*Listed records:*
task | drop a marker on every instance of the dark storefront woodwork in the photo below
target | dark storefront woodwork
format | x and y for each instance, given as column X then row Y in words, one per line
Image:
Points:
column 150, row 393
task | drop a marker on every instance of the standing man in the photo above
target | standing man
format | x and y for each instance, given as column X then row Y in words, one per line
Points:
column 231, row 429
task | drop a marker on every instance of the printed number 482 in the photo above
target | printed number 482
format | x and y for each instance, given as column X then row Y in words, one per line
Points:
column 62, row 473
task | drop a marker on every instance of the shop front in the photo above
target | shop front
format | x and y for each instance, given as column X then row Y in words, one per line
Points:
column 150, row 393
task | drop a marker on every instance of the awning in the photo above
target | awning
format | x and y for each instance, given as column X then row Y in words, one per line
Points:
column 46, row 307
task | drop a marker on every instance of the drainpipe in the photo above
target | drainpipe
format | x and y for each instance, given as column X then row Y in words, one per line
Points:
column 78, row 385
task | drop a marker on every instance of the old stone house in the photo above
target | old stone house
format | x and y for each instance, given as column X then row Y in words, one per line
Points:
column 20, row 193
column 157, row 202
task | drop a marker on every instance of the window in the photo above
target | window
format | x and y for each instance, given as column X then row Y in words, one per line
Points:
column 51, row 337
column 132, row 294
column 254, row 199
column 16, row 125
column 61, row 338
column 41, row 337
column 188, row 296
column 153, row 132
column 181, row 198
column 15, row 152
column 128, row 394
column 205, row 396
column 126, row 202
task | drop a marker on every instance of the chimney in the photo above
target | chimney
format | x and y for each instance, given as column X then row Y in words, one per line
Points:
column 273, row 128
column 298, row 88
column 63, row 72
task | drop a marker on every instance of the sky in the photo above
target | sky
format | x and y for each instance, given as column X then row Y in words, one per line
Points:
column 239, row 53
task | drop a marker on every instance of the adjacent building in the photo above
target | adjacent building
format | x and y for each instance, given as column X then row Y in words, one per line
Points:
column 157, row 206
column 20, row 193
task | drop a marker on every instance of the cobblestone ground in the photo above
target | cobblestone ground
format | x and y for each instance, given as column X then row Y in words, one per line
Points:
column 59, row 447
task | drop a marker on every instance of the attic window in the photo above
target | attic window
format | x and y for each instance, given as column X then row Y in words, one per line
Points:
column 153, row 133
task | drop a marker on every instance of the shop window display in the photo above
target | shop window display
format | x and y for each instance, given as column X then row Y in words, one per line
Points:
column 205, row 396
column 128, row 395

*Stated task:* Reproduce all of the entries above without any changes, keeping them in their original order.

*Written response:*
task | drop a marker on every instance of the dark storefront woodwork in the photo below
target | dark storefront woodwork
format | x and y for each instance, given as column X then row Y in words, one per line
Image:
Points:
column 150, row 393
task | drop a marker on every instance of the standing man in the photo above
target | standing man
format | x and y for each instance, given as column X then row Y in words, one per line
Points:
column 231, row 429
task | drop a marker on every instance of the printed number 482 in the photo above
target | printed number 482
format | x and y for each instance, given as column X then row Y in words, one per line
Points:
column 62, row 473
task | drop a marker on every instance of the shop front in the photo above
target | shop front
format | x and y for each instance, given as column X then row Y in words, one per line
Points:
column 150, row 393
task | drop a marker on every instance of the awning in the photo above
target | awning
format | x and y for each instance, given as column X then row Y in words, one per line
Points:
column 46, row 307
task | drop a marker on every instance of the drainpipe in the photo above
target | drainpipe
format | x and y for each instance, given as column X then row Y in words, one per line
Points:
column 78, row 385
task | drop a marker on every instance of the old stone house in the photo above
target | old stone house
format | x and y for each instance, given as column X then row Y in words, one per line
Points:
column 20, row 193
column 157, row 202
task | drop a marker on every instance of the window in the photo above
target | window
format | x and y for each instance, given as column X then row Y in words, one per line
Points:
column 51, row 337
column 132, row 294
column 254, row 199
column 16, row 125
column 61, row 338
column 41, row 337
column 188, row 296
column 153, row 132
column 181, row 198
column 15, row 152
column 128, row 394
column 205, row 396
column 126, row 202
task | drop a marker on every instance of the chimney in the photo above
target | chimney
format | x and y for each instance, given as column X then row Y in words, one per line
Points:
column 273, row 128
column 298, row 88
column 63, row 72
task | drop a marker on every instance of the sky in the photo above
target | sky
format | x and y for each instance, given as column X then row Y in words, one per line
Points:
column 239, row 53
task | drop a marker on every instance of the adjacent building in the photo above
target | adjacent building
format | x and y for each instance, given as column X then row Y in words, one per line
Points:
column 157, row 206
column 20, row 193
task | drop a marker on every instance of the cobblestone ground in the photo above
target | cobblestone ground
format | x and y for each instance, given as column X then row Y in words, one per line
Points:
column 59, row 447
task | drop a marker on every instance of the attic window in the photo above
target | attic window
format | x and y for each instance, given as column X then row Y in words, one per line
Points:
column 153, row 133
task | drop a marker on every instance of the shop window display in the photo above
target | shop window display
format | x and y for each instance, given as column X then row Y in words, one per line
Points:
column 205, row 396
column 128, row 395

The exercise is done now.